Votre consigne
Renvoyez sans rien y changer le passage de l'extrait sur la mer Noire qui va de « Ce qui caractérisait, au » jusqu'à « sous nos yeux. » inclus.

Extrait de page
Ce qui caractérisait, au début du siècle dernier, ce qu'il est coutume d'appeler couramment le « Grand jeu », à savoir une forte odeur de pétro-dollars sortis des puits prometteurs de la mer Caspienne, déversés au profit de quelques entrepreneurs anglo-saxons visionnaires est peut-être en train de se rejouer sous nos yeux.
L'adhésion, le 1er janvier 2007, de la Bulgarie et de la Roumanie marque une étape importante quant à l'adaptation de la PESC et de la PESD à l'espace géopolitique de la mer Noire, dans le cadre du nouveau "grand jeu" qui s'y dessine de nouveau, sous les effets multiples des acteurs nationaux, transnationaux et non étatiques qui l'ont investi ou réinvesti (Etats-Unis, Russie, nouveaux Etats indépendants issus de l'ex Union soviétique, sous couverts de l'OTAN, de l'UE, l'OSCE ou de la CEI et de l'OTSC) et des enjeux qui lui sont liés (sécurité des approvisionnements énergétiques, lutte contre le terrorisme et la grande criminalité organisé, maîtrise de toutes sortes de proliférations, gestion des flux migratoires, reconnaissance des minorités, multiculturalisme
).
La crise balbutiante autour de la défense anti-missile devrait ainsi voir cette région être au centre d'un net refroidissement des relations entre la Russie, qui souhaite profiter de son offre de mettre à la disposition de la " communauté internationale" une base en Azerbaïdjan, l'Europe, acteur grandissant dans la région et les Etats-Unis, qui souhaitent y ancrer davantage l'OTAN comme gage de leur influence militaire et économique dans cette région pivot entre Europe et Asie.

Données d'entrée
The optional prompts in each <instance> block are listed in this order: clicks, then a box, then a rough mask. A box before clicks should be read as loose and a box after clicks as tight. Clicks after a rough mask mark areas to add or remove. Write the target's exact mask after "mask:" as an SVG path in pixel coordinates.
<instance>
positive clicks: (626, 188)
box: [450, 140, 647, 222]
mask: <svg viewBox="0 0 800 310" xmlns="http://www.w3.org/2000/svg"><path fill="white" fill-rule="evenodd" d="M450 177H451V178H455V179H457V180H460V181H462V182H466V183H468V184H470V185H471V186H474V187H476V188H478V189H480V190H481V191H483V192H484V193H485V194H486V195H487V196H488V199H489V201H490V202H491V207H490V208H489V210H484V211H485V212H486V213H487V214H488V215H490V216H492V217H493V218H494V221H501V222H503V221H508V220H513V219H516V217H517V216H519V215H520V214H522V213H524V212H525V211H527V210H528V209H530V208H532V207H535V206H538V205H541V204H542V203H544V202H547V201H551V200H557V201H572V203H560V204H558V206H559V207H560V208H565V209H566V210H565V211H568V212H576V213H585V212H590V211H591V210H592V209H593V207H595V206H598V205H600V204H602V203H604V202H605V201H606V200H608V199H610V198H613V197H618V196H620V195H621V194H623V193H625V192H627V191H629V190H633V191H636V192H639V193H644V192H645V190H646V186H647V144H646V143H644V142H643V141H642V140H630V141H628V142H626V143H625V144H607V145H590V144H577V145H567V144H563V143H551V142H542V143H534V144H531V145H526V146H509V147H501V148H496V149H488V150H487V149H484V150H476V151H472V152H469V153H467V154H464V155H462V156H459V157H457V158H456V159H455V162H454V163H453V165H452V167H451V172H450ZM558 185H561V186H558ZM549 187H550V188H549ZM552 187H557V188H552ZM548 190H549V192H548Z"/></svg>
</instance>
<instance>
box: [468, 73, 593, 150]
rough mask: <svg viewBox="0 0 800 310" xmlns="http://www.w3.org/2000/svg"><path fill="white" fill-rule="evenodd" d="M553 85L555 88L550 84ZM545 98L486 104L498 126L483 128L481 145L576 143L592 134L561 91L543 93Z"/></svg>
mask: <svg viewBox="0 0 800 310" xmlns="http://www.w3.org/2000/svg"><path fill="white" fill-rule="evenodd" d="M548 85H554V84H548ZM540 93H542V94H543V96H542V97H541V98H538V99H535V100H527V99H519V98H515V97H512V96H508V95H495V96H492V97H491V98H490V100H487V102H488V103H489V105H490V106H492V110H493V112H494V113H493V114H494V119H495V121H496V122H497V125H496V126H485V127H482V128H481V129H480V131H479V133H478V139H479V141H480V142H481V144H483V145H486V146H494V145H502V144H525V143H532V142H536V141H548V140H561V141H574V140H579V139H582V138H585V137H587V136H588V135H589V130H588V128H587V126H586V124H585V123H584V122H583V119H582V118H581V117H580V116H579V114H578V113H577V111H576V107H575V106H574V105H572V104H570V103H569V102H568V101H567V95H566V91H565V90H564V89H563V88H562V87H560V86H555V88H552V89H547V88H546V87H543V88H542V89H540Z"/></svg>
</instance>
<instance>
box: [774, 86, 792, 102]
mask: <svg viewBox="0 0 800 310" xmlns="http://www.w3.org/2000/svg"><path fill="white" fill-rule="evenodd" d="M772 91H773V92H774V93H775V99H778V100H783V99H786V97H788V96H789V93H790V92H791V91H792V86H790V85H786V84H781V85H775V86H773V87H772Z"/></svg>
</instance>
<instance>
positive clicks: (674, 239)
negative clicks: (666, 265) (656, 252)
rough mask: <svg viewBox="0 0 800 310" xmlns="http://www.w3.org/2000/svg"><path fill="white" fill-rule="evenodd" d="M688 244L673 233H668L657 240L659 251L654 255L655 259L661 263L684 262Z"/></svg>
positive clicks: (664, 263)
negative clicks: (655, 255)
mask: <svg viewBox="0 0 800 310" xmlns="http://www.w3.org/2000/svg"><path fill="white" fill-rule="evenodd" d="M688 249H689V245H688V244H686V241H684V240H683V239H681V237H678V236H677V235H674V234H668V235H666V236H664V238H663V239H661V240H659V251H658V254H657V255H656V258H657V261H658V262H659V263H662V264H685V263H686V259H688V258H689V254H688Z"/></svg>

Corrigé de l'exercice
Ce qui caractérisait, au début du siècle dernier, ce qu'il est coutume d'appeler couramment le « Grand jeu », à savoir une forte odeur de pétro-dollars sortis des puits prometteurs de la mer Caspienne, déversés au profit de quelques entrepreneurs anglo-saxons visionnaires est peut-être en train de se rejouer sous nos yeux.